Saved entries:

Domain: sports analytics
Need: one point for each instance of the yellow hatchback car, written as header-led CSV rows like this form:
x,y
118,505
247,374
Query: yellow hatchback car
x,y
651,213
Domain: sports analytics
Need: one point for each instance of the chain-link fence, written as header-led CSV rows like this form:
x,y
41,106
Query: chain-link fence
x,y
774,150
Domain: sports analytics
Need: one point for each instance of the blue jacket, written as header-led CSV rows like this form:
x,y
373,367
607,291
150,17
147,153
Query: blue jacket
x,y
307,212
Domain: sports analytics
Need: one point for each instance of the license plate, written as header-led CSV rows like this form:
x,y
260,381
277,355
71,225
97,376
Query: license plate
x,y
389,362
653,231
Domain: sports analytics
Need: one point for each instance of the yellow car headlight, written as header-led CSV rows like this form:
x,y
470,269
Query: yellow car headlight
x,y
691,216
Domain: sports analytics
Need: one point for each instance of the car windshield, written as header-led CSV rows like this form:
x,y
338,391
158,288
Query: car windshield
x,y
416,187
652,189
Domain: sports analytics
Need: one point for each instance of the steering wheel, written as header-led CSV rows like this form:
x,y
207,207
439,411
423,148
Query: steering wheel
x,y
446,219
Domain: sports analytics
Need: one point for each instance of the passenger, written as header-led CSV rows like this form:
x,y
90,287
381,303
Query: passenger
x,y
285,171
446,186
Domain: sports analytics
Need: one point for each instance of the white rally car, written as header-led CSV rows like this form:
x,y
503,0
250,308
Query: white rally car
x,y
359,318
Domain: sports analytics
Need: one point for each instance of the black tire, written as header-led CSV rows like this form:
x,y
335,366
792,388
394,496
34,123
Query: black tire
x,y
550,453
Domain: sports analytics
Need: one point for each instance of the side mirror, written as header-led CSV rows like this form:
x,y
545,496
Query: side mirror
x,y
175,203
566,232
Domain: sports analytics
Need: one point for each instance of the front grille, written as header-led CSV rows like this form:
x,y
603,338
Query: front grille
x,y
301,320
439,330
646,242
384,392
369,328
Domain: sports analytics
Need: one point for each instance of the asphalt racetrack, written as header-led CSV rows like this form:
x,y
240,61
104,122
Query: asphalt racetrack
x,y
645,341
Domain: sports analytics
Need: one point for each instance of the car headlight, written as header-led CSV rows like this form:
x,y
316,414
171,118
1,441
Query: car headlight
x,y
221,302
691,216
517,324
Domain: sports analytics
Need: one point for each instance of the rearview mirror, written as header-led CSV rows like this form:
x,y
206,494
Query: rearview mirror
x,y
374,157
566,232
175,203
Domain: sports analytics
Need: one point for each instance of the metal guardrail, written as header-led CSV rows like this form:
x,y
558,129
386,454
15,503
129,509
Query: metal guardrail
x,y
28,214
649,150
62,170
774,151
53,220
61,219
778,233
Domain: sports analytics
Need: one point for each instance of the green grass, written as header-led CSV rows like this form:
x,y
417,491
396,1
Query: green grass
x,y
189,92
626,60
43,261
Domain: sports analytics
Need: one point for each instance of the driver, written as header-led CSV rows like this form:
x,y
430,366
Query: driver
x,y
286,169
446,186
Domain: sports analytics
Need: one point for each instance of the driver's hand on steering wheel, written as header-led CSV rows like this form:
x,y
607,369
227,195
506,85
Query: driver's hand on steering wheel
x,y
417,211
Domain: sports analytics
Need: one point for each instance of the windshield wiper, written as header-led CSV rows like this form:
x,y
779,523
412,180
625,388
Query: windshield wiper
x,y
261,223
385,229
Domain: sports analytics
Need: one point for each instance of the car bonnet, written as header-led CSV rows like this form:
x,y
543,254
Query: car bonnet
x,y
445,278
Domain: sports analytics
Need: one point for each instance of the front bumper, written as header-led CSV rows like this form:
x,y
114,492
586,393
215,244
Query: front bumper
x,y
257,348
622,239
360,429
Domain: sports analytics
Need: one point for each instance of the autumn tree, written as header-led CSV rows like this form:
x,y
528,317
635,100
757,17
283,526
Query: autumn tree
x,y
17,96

**EXERCISE PROMPT**: All of the records above need to be printed again exactly as they appear.

**PROBLEM SOLUTION**:
Domain: sports analytics
Need: one point for each instance of the yellow hatchback car, written as header-led CSV rows like this form:
x,y
118,505
247,374
Query: yellow hatchback car
x,y
651,213
Domain: sports analytics
Need: one point for each instance of the chain-link fence, written as header-led CSV rows like this form:
x,y
41,106
Query: chain-link fence
x,y
774,150
Domain: sports analytics
Need: one point for each instance of the blue jacket, written as header-led CSV rows like this form:
x,y
373,367
607,291
150,17
147,153
Query: blue jacket
x,y
307,212
Domain: sports analytics
Need: one point for each instance of the license plate, written as header-led CSV rows like this form:
x,y
260,381
277,355
71,225
97,376
Query: license plate
x,y
389,362
653,231
Domain: sports analytics
Need: one point for each instance of the yellow car headlight, written as header-led CSV rows like this form:
x,y
470,269
Query: yellow car headlight
x,y
691,216
Domain: sports analytics
Need: one point for each instance of the car windshield, written as header-led CSV rows like this form:
x,y
338,391
158,288
Query: car windshield
x,y
416,187
652,189
Domain: sports analytics
Need: one point for each instance of the steering wheel, written as header-led CSV rows like this form:
x,y
207,207
439,411
423,148
Query: steering wheel
x,y
446,219
Domain: sports analytics
Need: one point for each instance of the passenger, written as header-led CSV rows like this form:
x,y
90,287
381,303
Query: passenger
x,y
285,171
446,186
Domain: sports analytics
Need: one point for each instance of the white rally car, written as header-led CSV rows like this form:
x,y
503,0
250,308
Query: white rally car
x,y
359,318
Domain: sports analytics
Need: one point for each instance of the black tire, written as header-led CSV rows like this form:
x,y
335,366
792,388
394,496
34,123
Query: black tire
x,y
550,453
Domain: sports analytics
Need: one point for each instance of the side mirror, written as header-led CSV rows like this form:
x,y
545,496
Query: side mirror
x,y
175,203
566,232
Domain: sports analytics
Need: one point for each instance of the front grille, written as header-led CSV rows like this form:
x,y
603,338
Query: front grille
x,y
301,320
439,330
646,242
384,392
369,328
Domain: sports analytics
Need: one point for each instance of the asphalt racetrack, written as header-led CSV rows like this form:
x,y
240,61
104,122
Query: asphalt racetrack
x,y
645,341
Domain: sports analytics
Need: one point for each instance of the car headlight, written as header-led CSV rows like this form:
x,y
316,414
171,118
1,441
Query: car headlight
x,y
221,302
691,216
517,324
Domain: sports analytics
Need: one point for each instance of the rearview mirror, written as header-led CSV rows like this form:
x,y
206,494
Query: rearview mirror
x,y
374,157
566,232
175,203
Domain: sports analytics
Need: one point for each instance of the metal guardrail, written as header-led CSV rows like this form:
x,y
558,129
386,454
15,503
129,509
Query: metal guardrail
x,y
28,214
649,150
62,170
774,151
53,220
61,219
778,233
Domain: sports analytics
Need: one point for each instance of the green grass, written as header-led CSV rows like this form:
x,y
417,491
396,1
Query: green grass
x,y
189,92
626,60
43,261
Domain: sports analytics
Need: one point for each instance of the driver, written as header-led CSV rows like this form:
x,y
430,366
Query: driver
x,y
286,169
446,186
Domain: sports analytics
Need: one point for each instance of the driver's hand on steering wheel, written as header-led CSV rows like this form:
x,y
607,369
227,195
506,85
Query: driver's hand on steering wheel
x,y
417,211
Domain: sports analytics
Need: one point for each instance of the windshield wiper, written as header-led CSV rows like this form:
x,y
779,523
412,180
625,388
Query: windshield wiper
x,y
261,223
385,229
Domain: sports analytics
Need: one point for each instance of the car bonnet, written as header-led CSV rows like this form:
x,y
543,254
Query: car bonnet
x,y
445,278
Domain: sports analytics
Need: one point for each instance of the front bumper, written as header-led CSV rows like this form:
x,y
114,492
586,393
215,244
Query: front bumper
x,y
257,348
622,239
360,429
Domain: sports analytics
Need: one point for each instance of the autumn tree, written as header-led CSV rows like this form:
x,y
528,317
635,100
757,17
283,526
Query: autumn tree
x,y
17,96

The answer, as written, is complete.